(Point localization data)
[Start of section]

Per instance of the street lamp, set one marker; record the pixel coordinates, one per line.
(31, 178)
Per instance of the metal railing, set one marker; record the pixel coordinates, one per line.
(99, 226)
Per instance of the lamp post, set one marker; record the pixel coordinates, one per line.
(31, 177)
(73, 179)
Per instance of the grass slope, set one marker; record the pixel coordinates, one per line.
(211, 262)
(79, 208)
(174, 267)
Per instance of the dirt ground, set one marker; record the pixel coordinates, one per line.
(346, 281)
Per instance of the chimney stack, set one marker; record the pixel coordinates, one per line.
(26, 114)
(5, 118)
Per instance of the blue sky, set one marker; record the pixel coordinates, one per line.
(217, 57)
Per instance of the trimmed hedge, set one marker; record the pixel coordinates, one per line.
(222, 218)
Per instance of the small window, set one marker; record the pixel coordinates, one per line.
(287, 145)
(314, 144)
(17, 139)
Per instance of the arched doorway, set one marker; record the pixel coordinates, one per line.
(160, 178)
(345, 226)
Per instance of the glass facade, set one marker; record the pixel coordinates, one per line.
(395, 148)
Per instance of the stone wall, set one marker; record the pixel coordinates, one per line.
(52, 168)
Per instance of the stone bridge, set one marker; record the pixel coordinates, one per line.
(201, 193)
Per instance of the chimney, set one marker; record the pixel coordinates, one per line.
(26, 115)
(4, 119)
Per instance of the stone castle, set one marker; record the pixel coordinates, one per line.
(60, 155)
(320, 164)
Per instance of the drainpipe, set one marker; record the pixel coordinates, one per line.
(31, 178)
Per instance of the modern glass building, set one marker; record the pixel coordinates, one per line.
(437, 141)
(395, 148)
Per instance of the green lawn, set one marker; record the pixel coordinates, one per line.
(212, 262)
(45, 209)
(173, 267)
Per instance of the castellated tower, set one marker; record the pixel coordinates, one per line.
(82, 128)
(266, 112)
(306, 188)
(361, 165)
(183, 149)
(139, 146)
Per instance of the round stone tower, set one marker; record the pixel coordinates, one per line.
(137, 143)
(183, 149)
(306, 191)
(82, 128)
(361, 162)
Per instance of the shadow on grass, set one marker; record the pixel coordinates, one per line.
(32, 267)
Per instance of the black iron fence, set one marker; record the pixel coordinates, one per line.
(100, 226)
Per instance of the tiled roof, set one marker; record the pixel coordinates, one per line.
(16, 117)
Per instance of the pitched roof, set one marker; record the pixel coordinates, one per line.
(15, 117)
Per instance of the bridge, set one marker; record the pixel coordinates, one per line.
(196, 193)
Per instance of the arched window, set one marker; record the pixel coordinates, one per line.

[End of section]

* **What is expected**
After locating the line with "Per instance of the bridge, set", output that line and every later one exactly, through the end of the entries above.

* **Your response**
Per instance of the bridge, set one marker; record the pixel coordinates, one per line.
(196, 193)
Per instance of the arched window, set one marker; record the pixel coordinates, one per line.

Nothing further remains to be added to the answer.